Action item: Render the lines of the data below as a numbered list with blank lines omitted, starting at the line that has "</instance>" and ending after the line that has "286V270L117 272L116 286L119". Include no other lines.

(Beginning of Entries provided)

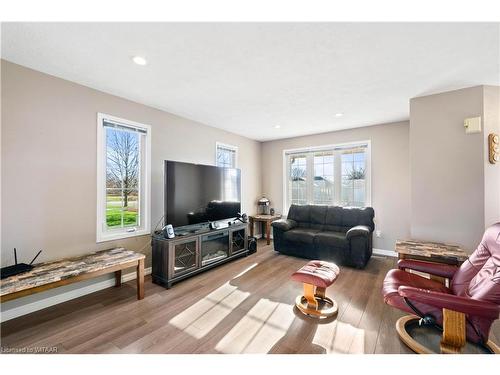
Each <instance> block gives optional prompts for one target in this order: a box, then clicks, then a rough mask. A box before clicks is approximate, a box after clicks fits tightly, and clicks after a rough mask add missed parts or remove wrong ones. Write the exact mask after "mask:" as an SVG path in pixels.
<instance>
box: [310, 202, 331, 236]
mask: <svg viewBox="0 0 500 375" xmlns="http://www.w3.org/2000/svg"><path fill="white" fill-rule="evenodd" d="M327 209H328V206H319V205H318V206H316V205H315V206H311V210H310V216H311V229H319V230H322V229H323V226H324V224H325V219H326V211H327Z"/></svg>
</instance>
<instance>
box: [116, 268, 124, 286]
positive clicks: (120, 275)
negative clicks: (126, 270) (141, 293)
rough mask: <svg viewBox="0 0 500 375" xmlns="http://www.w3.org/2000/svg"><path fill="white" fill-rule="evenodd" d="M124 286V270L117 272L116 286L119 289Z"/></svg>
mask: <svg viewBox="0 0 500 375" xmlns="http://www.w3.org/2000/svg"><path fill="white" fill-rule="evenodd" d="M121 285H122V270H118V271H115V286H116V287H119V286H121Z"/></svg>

(End of Entries provided)
(Beginning of Entries provided)

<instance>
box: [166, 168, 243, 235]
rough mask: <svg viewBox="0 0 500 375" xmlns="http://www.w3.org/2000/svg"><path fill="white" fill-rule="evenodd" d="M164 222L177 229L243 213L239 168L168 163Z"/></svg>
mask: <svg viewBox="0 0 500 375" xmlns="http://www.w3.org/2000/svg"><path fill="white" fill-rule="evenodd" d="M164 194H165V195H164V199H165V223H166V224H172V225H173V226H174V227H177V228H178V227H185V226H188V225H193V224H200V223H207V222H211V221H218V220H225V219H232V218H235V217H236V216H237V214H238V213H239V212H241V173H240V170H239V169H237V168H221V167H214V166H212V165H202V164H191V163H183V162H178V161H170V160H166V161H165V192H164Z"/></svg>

(End of Entries provided)
(Beginning of Entries provided)

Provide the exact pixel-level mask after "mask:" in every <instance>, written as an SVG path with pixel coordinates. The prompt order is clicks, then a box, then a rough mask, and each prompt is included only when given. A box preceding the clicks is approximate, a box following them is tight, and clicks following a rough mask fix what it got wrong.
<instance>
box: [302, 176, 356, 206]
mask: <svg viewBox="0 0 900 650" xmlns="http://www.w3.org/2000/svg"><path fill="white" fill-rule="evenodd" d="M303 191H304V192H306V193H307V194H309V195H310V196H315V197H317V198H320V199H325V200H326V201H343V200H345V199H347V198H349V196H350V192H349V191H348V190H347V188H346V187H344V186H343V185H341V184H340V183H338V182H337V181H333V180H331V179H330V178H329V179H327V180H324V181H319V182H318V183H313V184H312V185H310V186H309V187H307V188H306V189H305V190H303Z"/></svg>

(End of Entries provided)

Your response:
1. </instance>
2. <instance>
3. box: [116, 268, 124, 286]
4. positive clicks: (120, 275)
5. negative clicks: (126, 270) (141, 293)
6. rough mask: <svg viewBox="0 0 500 375" xmlns="http://www.w3.org/2000/svg"><path fill="white" fill-rule="evenodd" d="M124 286V270L117 272L116 286L119 289Z"/></svg>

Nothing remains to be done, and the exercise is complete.